QUOTED PASSAGE
__________________________________________________

Monday, July 27, 2009

Where are the menus?




From today's Miami Herald:

Ten years ago Florida enacted the most sweeping school reform measures taken to date by any state. In essence, it rewards schools whose achievement test scores are excelling and punishes schools whose scores are poor and/or not improving. For those who believe government schooling can be reformed, it has been hailed as a huge success. One of the best features is that it has narrowed the achievement gap between minority and majority students. And a signifcant number of really bad schools have been closed down. But not everyone is happy. One complaint is that graduation rates have not improved (maybe that's because you have KNOW SOMETHING in order to graduate now). But a more thoughtful complaint is that teaching to the tests tends to produce a very sterile, unimaginative curriculum which does not engage and stimulate students who easily grasp the basics.

__________________________________________________

WRITTEN REQUEST
Reproduce the post on Florida school reform, starting with "From today's Miami" and going on through "grasp the basics.", but swap "sterile" out for "dull".

Data listing
__________________________________________________

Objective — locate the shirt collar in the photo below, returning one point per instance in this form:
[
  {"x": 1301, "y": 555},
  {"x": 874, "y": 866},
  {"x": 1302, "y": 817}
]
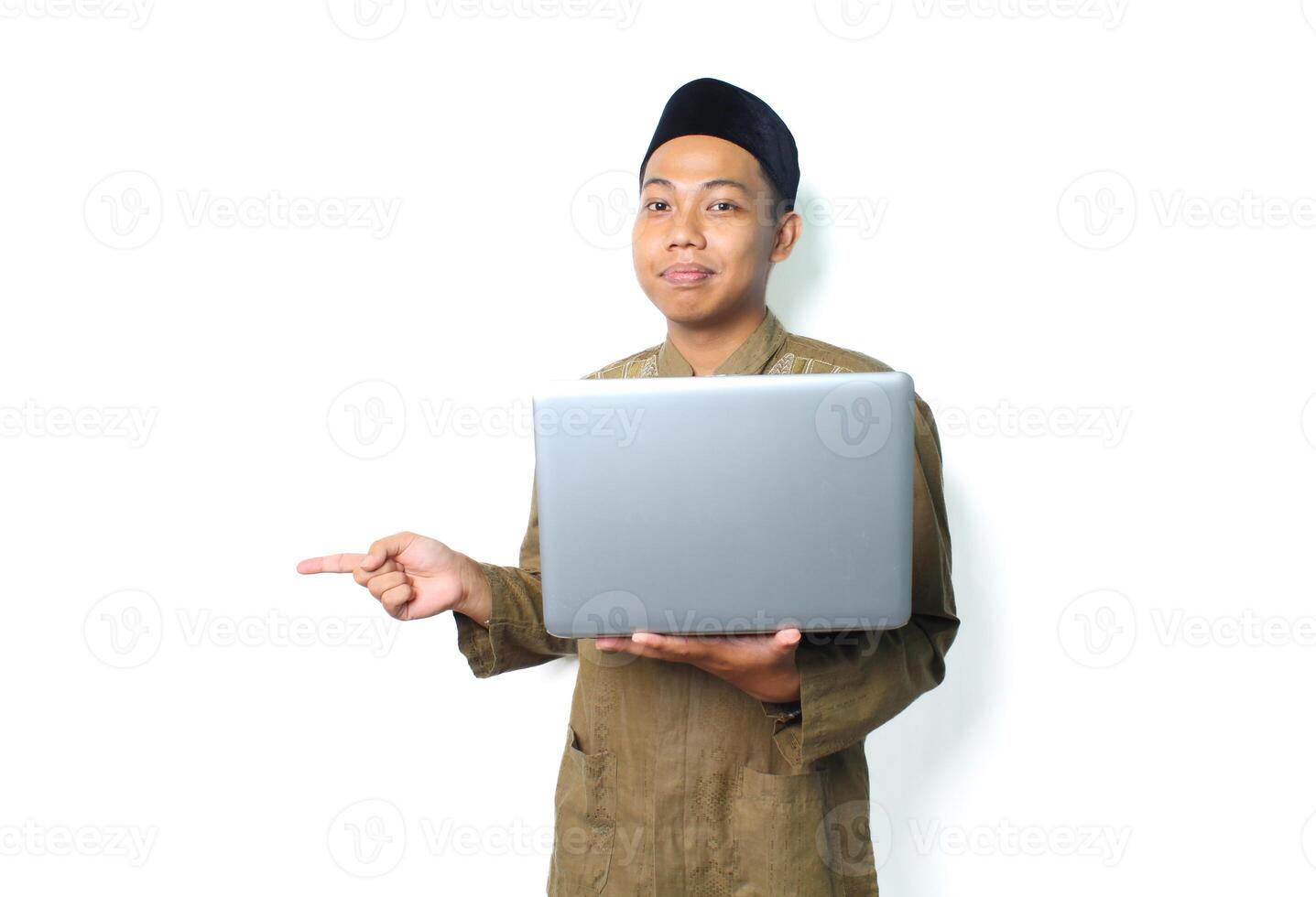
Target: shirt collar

__________________________________________________

FULL SOLUTION
From today's Miami Herald:

Ten years ago Florida enacted the most sweeping school reform measures taken to date by any state. In essence, it rewards schools whose achievement test scores are excelling and punishes schools whose scores are poor and/or not improving. For those who believe government schooling can be reformed, it has been hailed as a huge success. One of the best features is that it has narrowed the achievement gap between minority and majority students. And a signifcant number of really bad schools have been closed down. But not everyone is happy. One complaint is that graduation rates have not improved (maybe that's because you have KNOW SOMETHING in order to graduate now). But a more thoughtful complaint is that teaching to the tests tends to produce a very dull, unimaginative curriculum which does not engage and stimulate students who easily grasp the basics.